Provided passage:
--------------------------------
Italian cellist and conductor (born 1981)

Umberto Clerici (born 29 May 1981) is an Italian classical cellist and conductor. He was appointed chief conductor of the Queensland Symphony Orchestra in 2023.

==Career==
Born in Turin, Italy, into a family of lawyers and judges, Clerici started cello studies at the age of five in the Suzuki method. He studied at the Turin Conservatory in his home town from 1994, graduating in 2000. He then earned a diploma from the Hochschule für Musik in Nuremberg where he studied with Julius Berger from 2005 to 2008. Clerici won awards in the Janigro Competition in Zagreb, the Rostropovich Competition in Paris, the Tchaikovsky Competition in Moscow, and the National Association I.C.O. competition in Rome. He performed with many Italian and a number of international orchestras in Russia, Austria, the United Kingdom and Turkey. Clerici has played in concert halls like Carnegie Hall in New York, Musikverein in Vienna, Wigmore Hall in London, Shostakovich Hall in Saint Petersburg, the Parco della Musica in Rome, and at the Salzburg Festival. He also performs chamber music with pianist Claudio Martínez Mehner, Kathryn Selby, and others.

At the invitation of Gianandrea Noseda, then music director at the Teatro Regio in his home town, Clerici became principal cello from 2009 to 2014 at that opera house. At the same time, he was guest principal at the Filarmonica della Scala, Milan. In 2014, he was appointed principal cello of the Sydney Symphony Orchestra (SSO). In Sydney, he met his future wife, lawyer, now federal judge, and a patron of the SSO, Sophie Given. He teaches cello at the Sydney Conservatorium and in summer courses at Mozarteum University Salzburg.
--------------------------------
Required tasks:
1 > In the biography of Umberto Clerici, at what age did he begin studying the cello?
2 > Extend the biography of Umberto Clerici with the next part, starting after its last sentence.

Source data:
--------------------------------
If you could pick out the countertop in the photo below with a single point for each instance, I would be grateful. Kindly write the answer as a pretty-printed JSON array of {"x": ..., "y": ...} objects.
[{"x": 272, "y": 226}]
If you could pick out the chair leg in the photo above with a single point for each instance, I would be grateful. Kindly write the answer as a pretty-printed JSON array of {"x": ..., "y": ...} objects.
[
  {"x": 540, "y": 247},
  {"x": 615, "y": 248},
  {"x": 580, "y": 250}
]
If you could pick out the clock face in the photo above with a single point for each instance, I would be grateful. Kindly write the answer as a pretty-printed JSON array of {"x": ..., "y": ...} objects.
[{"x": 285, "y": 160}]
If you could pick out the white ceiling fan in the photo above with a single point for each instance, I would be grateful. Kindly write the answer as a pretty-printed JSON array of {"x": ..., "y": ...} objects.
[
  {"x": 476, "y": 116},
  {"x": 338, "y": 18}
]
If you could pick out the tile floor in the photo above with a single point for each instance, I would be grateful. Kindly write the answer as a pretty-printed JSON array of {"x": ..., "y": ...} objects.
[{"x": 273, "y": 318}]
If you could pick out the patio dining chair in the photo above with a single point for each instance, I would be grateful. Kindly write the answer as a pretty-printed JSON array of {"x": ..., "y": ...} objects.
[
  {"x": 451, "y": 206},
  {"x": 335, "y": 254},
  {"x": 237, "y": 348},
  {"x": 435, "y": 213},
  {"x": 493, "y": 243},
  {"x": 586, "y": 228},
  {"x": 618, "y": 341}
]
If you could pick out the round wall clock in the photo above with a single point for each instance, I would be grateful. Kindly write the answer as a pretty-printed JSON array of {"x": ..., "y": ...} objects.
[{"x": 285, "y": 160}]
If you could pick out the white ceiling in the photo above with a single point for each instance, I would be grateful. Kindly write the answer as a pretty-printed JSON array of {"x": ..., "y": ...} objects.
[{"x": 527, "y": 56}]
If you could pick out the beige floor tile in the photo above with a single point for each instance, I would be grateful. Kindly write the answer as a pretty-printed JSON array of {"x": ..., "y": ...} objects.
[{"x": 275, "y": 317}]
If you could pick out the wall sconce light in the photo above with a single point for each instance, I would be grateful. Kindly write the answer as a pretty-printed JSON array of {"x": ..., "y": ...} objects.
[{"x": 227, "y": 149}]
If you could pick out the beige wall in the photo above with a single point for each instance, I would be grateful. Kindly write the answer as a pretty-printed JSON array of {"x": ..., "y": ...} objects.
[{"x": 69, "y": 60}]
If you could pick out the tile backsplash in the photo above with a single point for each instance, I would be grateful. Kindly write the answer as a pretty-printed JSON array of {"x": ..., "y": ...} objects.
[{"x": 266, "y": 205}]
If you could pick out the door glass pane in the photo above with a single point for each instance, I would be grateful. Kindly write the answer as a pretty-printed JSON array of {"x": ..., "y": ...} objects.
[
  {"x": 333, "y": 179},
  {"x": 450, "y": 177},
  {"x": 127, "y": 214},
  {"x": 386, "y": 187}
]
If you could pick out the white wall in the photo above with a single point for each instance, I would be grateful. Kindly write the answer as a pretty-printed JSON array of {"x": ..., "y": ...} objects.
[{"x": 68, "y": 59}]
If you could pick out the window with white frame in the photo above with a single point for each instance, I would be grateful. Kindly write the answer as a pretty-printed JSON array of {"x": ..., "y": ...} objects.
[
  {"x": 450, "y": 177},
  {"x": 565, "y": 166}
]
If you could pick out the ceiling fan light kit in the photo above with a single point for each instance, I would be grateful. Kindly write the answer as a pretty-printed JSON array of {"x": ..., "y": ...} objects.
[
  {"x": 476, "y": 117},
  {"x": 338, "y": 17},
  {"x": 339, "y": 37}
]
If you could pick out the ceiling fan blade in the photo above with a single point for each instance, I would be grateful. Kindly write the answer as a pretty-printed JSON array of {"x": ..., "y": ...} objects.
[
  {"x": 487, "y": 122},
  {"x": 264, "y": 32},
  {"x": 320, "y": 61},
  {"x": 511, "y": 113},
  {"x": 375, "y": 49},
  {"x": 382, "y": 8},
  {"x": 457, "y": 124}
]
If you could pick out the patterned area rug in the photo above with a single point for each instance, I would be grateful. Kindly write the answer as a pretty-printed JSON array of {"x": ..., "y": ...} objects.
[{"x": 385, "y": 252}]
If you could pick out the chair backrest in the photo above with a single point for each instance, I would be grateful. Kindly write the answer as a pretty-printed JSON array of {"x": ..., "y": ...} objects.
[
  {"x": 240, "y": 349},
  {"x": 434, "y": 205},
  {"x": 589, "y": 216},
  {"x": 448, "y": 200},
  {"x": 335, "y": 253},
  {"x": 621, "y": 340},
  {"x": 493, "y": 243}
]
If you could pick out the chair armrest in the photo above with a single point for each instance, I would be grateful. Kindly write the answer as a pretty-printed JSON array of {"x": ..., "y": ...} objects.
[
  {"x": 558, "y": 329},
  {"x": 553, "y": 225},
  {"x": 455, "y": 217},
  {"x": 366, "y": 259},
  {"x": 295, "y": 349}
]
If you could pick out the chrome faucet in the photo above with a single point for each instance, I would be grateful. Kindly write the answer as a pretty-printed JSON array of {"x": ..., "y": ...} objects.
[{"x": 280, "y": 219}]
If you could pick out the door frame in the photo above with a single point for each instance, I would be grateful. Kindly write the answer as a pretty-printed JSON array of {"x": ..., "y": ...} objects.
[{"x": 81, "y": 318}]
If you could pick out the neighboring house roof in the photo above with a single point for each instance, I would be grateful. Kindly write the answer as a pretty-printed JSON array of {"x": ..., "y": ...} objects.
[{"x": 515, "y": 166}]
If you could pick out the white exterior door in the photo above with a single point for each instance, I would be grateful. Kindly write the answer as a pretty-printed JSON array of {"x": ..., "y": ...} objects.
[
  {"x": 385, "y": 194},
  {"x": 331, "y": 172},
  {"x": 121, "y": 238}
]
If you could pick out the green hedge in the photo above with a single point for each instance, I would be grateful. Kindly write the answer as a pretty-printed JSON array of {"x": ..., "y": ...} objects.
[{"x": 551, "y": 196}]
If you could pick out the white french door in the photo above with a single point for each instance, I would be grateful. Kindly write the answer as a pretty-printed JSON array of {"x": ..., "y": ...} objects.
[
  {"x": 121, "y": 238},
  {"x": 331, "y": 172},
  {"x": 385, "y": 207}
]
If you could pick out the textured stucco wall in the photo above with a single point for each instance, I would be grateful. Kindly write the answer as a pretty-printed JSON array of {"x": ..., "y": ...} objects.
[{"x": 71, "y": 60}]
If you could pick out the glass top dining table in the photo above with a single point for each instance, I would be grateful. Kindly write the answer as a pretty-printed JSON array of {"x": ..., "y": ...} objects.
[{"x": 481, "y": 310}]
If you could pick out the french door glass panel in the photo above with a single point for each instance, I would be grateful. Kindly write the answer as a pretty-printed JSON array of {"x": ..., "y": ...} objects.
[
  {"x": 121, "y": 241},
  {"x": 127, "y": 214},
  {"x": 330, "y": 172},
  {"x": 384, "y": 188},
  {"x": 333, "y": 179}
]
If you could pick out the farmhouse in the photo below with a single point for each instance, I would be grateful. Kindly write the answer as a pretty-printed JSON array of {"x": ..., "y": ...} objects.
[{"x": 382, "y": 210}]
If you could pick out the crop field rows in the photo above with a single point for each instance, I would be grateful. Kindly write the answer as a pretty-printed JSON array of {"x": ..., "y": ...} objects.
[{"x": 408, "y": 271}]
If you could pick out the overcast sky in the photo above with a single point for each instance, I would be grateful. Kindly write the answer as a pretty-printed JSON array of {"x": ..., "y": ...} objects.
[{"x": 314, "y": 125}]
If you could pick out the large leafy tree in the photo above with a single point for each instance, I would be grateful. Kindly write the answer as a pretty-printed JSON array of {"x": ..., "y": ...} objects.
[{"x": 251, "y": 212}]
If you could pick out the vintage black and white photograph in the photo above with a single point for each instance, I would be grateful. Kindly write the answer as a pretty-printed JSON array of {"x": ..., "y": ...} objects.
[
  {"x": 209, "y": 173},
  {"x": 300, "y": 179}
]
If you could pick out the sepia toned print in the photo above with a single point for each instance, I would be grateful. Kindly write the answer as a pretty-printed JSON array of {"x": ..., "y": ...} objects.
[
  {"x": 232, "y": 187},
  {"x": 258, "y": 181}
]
--------------------------------
Solved problems:
1 > At the age of five.

2 >
Clerici conducted his first concert with a community orchestra, the Woollahra Philharmonic, and had some conducting lessons at the Sydney Conservatorium with Eduardo Diazmuñoz and Richard Gill. In 2018, he conducted the SSO at a commercial engagement at a law convention, followed by a regional tour and concerts with other state orchestras. When concerts were cancelled during the Covid lockdowns, Clerici studied scores, and when Scottish conductor Donald Runnicles could not travel to Sydney to conduct Mahler's fourth symphony, Clerici offered and received the job. Since then, he has conducted the İzmir and Istanbul State Orchestras, the Melbourne Symphony Orchestra, the West Australian, Tasmanian, Adelaide, New Zealand, Christchurch, Dunedin symphony orchestras. He was appointed chief conductor of the Queensland Symphony Orchestra in 2023.

Clerici plays cellos by Matteo Goffriller (1722, Venice) and by Carlo Antonio Testore (1758, Milan).